Dataset items:
####
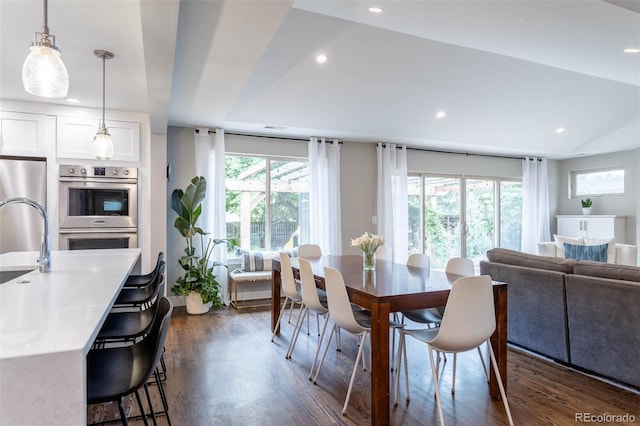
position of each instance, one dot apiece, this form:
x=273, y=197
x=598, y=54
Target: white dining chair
x=433, y=316
x=311, y=298
x=309, y=250
x=292, y=295
x=467, y=323
x=356, y=322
####
# WHAT TO DO
Repeat the entries exactly, pictures left out.

# RESULT OF THE EXERCISE
position of each instance, one dot apiece, this form:
x=273, y=197
x=598, y=54
Target: white dining chair
x=433, y=316
x=311, y=298
x=309, y=250
x=292, y=295
x=467, y=323
x=356, y=322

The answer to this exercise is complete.